Point-per-instance localization data
==================================================

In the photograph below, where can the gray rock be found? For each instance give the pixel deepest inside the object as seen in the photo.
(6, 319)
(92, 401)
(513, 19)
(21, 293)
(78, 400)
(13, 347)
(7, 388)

==================================================

### [PROBLEM]
Nothing in the entries may be left out; each line is to be output exactly.

### [WRITTEN SOLUTION]
In the photograph below, where can the gray rock be found? For each instance give the pixel deepest inside the object as seen in the photo.
(6, 319)
(92, 401)
(513, 19)
(21, 293)
(78, 400)
(13, 347)
(7, 388)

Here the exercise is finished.